--- start of ENTRIES SHOWN ---

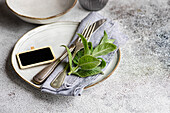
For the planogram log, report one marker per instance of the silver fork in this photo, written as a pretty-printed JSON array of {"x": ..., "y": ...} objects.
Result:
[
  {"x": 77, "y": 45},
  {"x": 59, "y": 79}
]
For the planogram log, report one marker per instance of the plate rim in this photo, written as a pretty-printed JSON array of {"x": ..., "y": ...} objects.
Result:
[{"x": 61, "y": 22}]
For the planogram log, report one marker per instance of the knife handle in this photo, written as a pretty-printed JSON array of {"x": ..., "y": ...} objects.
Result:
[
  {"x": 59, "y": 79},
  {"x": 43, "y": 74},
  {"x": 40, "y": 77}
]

--- end of ENTRIES SHOWN ---
--- start of ENTRIES SHOWN ---

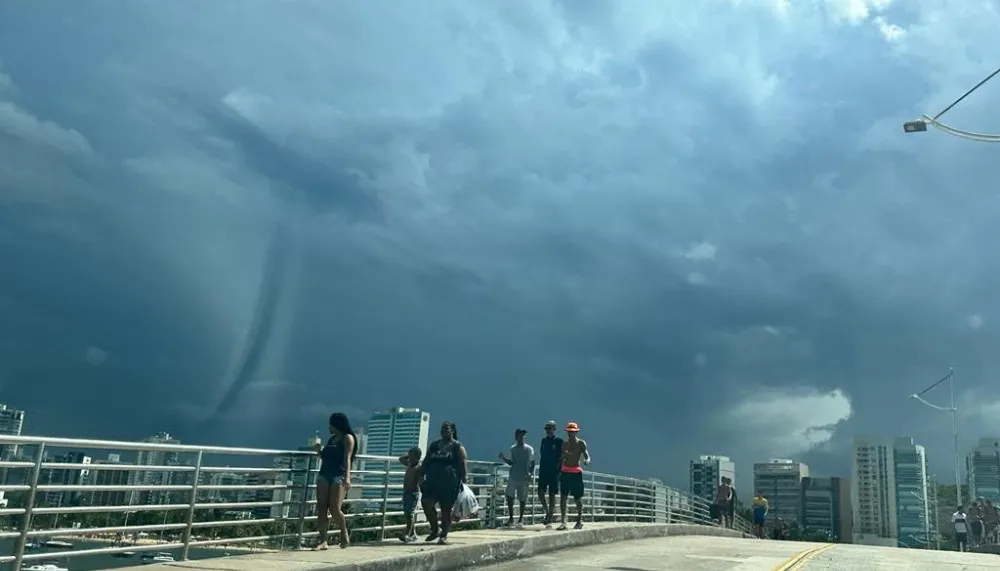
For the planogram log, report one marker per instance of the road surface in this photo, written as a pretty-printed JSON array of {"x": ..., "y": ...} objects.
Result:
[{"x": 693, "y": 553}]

--- end of ENTRIES SHOWN ---

How many lines in the entries above contain the word "marker"? Reply with the number alone.

4